# Extracted text:
=== Begin Enclosure ===

So, while in theory container approaches like Docker or Singularity “solve” the challenge of portability of compute, there are many details that remain to be addressed.

We are aware of a variety of approaches to addressing these remaining challenges. The approach adopted by Gigantum is to reduce cognitive load and streamline standardised strategies. For instance, by defining a dataset which may be attached to a compute project, and which can intelligently fetch only needed data for local tyre-kicking, and provides sensible descriptors for data location on an HPC system. Another class of approaches is to define an API that intelligently maps onto a variety of back end compute architectures. For example, Dask reproduces a subset of NumPY and pandas APIs that work on distributed clusters (cf. Spark, etc.), libraries like PyTorch flexibly work across CPU and GPU, and the PARSL library provides annotations that allow users to inform the runtime of what functions can be run in parallel.

=== End Enclosure ===

# Required action 1:
In the passage on container portability, retype the part between "So, while in" and "to be addressed.", inclusive.
# Required action 2:
According to the passage on container portability, what does the PARSL library provide?

# Entries shown:
=== Begin Enclosure ===

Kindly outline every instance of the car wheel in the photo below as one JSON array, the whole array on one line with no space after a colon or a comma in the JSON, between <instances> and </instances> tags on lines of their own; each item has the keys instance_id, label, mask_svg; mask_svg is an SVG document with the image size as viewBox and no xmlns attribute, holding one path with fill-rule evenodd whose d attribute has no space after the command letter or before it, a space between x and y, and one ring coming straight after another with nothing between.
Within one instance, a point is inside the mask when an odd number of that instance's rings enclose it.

=== End Enclosure ===
=== Begin Enclosure ===

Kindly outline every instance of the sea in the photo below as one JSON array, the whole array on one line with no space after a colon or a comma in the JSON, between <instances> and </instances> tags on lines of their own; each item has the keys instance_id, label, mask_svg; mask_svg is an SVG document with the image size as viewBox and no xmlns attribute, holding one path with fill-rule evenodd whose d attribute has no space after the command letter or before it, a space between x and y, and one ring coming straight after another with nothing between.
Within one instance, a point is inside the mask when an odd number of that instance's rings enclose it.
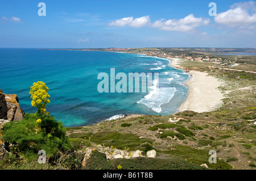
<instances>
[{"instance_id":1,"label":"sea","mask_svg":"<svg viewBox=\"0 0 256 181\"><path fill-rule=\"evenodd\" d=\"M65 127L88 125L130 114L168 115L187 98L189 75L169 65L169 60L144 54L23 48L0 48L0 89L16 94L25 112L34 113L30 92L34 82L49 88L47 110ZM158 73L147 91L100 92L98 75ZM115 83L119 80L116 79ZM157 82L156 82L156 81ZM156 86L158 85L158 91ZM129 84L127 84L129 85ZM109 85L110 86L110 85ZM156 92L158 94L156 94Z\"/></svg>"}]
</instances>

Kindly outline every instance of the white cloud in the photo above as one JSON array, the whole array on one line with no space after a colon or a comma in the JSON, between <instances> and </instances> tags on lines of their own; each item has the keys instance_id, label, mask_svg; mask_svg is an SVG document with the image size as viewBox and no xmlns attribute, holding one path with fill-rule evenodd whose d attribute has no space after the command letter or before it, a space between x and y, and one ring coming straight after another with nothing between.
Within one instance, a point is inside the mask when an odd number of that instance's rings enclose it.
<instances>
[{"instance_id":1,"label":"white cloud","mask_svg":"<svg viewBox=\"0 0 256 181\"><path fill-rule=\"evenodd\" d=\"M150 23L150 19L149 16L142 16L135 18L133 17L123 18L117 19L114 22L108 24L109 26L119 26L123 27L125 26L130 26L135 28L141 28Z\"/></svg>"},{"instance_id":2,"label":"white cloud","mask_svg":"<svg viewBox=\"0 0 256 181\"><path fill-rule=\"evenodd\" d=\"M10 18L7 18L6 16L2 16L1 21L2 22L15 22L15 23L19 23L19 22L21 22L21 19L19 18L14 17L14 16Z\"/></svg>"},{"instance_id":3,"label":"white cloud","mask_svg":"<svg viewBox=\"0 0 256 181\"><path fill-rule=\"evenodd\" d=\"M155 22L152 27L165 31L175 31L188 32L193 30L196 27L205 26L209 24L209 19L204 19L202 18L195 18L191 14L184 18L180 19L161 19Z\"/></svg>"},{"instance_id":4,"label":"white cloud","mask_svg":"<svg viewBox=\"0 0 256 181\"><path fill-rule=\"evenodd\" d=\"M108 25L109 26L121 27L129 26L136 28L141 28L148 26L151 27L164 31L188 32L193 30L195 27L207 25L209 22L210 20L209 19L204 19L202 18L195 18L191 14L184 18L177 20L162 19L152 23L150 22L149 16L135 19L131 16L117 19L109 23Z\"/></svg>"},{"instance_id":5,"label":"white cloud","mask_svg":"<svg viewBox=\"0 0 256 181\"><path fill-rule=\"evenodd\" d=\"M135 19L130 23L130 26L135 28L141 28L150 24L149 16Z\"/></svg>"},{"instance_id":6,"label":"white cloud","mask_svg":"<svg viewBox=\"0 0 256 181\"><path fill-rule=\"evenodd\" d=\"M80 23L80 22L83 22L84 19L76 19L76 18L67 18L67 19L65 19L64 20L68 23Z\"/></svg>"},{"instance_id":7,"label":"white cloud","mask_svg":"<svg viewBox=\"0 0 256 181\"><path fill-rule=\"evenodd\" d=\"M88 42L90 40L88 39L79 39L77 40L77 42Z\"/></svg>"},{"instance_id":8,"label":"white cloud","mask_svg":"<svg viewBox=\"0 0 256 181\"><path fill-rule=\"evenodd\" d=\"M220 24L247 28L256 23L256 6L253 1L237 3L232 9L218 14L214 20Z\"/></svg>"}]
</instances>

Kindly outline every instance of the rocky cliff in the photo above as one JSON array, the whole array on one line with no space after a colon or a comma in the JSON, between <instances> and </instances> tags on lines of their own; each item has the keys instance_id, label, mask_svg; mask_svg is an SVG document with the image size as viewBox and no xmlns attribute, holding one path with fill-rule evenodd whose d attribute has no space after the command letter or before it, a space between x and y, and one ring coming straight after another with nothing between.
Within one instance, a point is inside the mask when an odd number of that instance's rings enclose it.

=== End Enclosure ===

# Written answer 1:
So, while in theory container approaches like Docker or Singularity “solve” the challenge of portability of compute, there are many details that remain to be addressed.

# Written answer 2:
Annotations that allow users to inform the runtime of what functions can be run in parallel.